▸ THE TASK: Show every line of the material below that contains the word "white".

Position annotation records
■ ■ ■ ■ ■ ■ ■
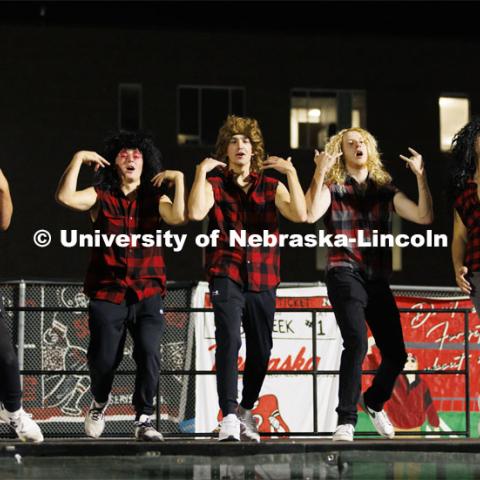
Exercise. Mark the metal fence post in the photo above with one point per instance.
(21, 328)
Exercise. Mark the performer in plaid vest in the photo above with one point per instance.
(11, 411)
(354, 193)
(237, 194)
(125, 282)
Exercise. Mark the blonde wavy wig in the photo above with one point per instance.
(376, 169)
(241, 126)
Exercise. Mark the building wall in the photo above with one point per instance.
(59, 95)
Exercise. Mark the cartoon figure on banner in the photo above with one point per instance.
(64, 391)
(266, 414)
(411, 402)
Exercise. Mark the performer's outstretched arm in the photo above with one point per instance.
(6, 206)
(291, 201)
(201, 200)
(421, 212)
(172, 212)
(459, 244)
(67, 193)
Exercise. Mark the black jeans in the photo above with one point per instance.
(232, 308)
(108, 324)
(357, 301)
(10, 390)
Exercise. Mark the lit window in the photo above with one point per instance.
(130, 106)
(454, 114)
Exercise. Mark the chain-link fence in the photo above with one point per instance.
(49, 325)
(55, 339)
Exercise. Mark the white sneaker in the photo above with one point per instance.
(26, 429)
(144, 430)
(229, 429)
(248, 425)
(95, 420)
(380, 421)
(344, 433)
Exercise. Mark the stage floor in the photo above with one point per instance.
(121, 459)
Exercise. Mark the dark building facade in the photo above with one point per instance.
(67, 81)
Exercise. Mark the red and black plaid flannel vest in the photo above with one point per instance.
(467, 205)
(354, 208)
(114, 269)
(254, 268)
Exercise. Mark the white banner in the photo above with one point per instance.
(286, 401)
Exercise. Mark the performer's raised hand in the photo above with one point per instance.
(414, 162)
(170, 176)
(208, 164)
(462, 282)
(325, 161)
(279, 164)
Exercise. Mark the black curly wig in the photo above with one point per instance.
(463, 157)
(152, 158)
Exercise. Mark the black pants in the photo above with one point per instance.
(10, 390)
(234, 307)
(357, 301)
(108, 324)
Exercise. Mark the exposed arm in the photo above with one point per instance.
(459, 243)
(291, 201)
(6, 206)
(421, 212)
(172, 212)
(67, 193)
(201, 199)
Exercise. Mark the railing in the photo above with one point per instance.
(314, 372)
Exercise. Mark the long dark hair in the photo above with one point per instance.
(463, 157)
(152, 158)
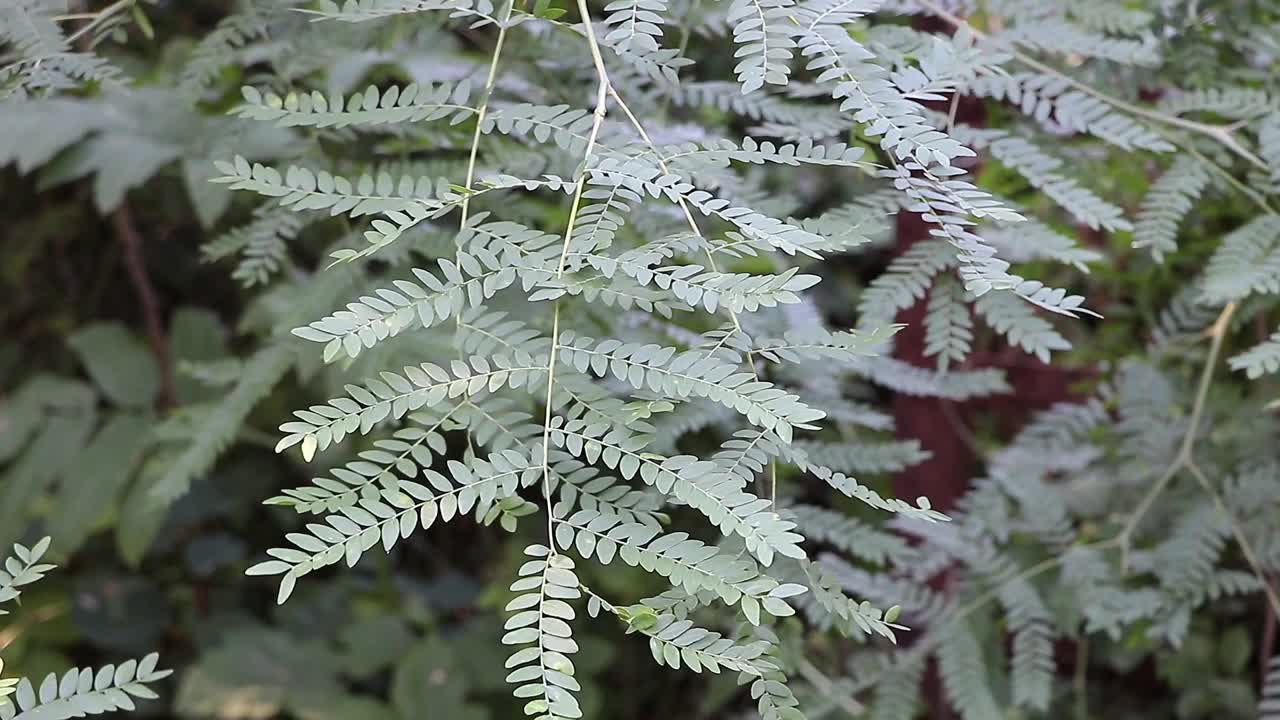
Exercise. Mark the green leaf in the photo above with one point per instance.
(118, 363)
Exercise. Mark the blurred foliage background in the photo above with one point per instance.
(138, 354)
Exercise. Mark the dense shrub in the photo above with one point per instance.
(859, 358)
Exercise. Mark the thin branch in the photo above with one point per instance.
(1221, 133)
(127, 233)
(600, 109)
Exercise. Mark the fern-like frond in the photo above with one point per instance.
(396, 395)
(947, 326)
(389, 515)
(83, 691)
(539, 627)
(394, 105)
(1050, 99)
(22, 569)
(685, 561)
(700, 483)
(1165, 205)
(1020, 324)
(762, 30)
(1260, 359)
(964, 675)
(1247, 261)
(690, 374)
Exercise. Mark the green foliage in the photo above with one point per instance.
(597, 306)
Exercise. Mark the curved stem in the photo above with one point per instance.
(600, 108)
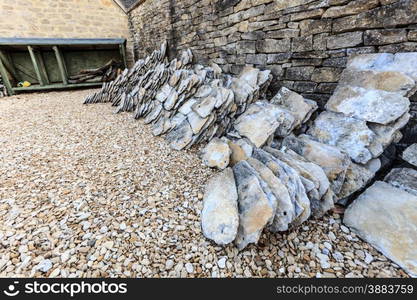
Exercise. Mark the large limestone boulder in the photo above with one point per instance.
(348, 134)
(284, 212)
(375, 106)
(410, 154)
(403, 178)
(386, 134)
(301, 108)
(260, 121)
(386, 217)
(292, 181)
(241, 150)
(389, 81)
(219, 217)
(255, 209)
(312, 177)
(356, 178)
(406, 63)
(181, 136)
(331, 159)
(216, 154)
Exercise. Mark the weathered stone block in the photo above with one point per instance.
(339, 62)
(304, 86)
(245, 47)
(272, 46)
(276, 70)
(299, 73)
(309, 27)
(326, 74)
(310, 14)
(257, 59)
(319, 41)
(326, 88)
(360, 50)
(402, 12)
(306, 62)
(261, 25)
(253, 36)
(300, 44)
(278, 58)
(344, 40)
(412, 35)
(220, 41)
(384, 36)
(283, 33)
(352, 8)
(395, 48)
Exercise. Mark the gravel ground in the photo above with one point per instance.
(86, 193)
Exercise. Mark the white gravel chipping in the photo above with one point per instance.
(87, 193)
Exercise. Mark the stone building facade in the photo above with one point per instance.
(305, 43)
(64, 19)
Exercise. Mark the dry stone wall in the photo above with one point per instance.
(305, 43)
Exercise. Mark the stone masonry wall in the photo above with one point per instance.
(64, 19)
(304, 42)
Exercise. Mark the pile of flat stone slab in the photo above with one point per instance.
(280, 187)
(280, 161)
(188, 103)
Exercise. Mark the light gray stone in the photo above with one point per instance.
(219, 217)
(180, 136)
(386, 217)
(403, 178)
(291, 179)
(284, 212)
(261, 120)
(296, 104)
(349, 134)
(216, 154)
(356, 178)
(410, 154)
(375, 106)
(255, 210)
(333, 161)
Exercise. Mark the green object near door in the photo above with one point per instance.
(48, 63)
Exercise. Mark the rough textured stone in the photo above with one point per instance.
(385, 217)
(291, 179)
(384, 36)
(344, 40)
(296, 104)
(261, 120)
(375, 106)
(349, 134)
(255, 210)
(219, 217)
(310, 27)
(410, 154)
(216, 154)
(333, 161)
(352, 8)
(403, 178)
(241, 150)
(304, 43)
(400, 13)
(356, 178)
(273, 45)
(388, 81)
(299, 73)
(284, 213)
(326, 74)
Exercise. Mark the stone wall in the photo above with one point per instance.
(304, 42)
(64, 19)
■ ■ ■ ■ ■ ■ ■
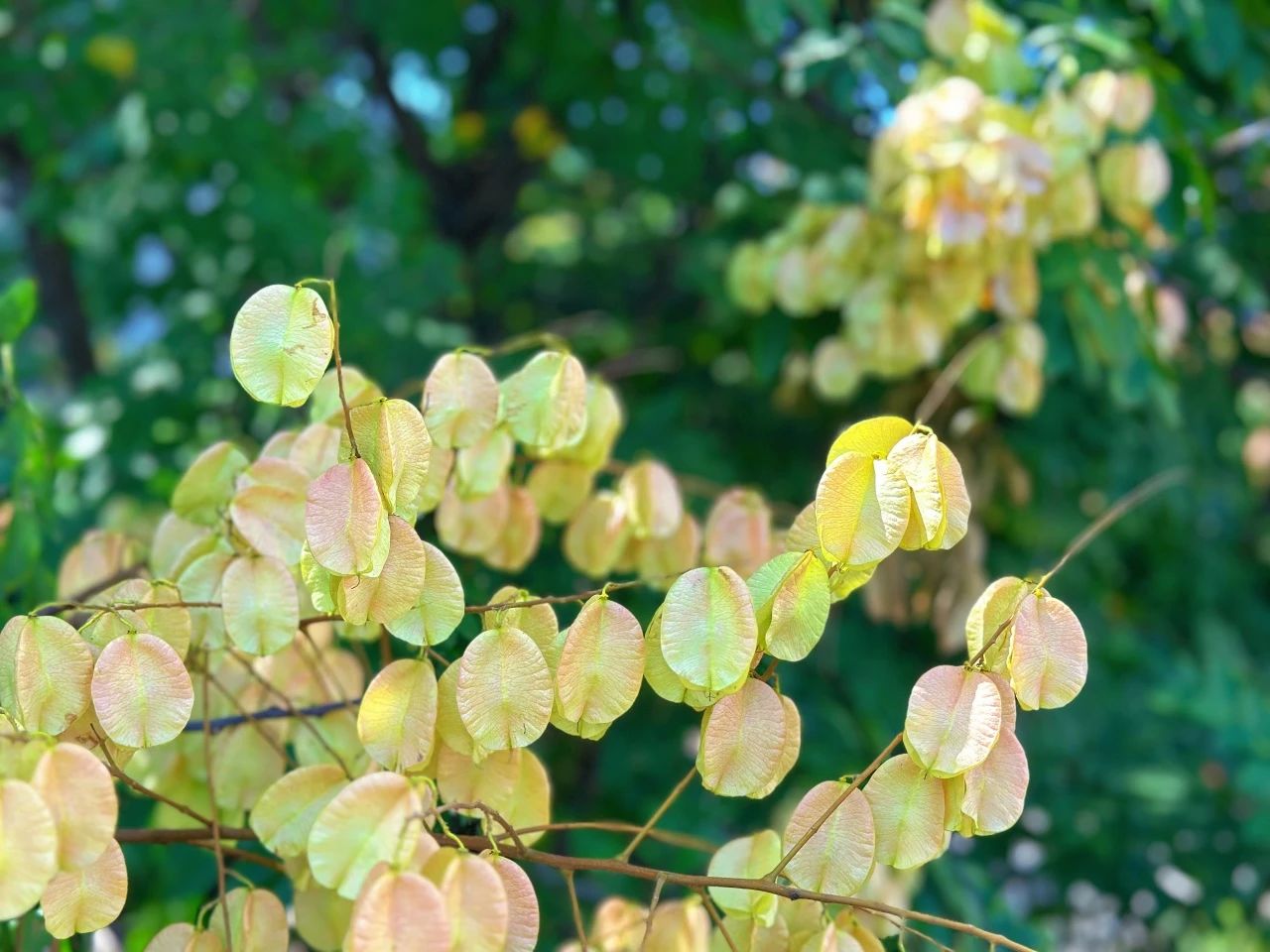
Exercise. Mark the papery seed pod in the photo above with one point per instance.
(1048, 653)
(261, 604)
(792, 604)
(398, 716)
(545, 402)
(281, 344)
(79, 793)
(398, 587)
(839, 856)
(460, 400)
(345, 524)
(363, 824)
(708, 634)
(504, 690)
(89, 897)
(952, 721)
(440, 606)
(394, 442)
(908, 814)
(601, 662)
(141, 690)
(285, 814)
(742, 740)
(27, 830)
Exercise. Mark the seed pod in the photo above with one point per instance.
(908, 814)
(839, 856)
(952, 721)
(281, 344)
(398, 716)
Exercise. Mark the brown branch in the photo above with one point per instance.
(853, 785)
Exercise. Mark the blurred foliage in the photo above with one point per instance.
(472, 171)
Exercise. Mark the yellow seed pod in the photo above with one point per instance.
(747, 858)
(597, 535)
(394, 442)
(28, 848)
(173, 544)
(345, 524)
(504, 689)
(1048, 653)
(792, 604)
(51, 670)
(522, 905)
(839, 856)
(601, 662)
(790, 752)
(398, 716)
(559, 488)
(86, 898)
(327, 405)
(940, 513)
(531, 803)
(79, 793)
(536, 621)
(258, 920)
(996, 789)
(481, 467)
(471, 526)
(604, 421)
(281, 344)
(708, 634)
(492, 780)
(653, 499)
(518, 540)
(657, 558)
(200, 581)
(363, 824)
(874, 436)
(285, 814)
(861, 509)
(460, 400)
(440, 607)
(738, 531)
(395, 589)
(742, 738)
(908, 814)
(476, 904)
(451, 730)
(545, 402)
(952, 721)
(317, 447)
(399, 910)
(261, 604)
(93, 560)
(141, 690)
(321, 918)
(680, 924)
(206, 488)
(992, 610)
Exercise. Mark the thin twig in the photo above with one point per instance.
■ ■ ■ ■ ■ ■ ■
▸ RESULT FOR THIS TASK:
Exercise. Mark the white sneaker in the photo above with one point per instance.
Exercise. Mark the white banner in the photo above with one point per instance.
Exercise. Mark the white gravel chipping in the photo above with one point per instance.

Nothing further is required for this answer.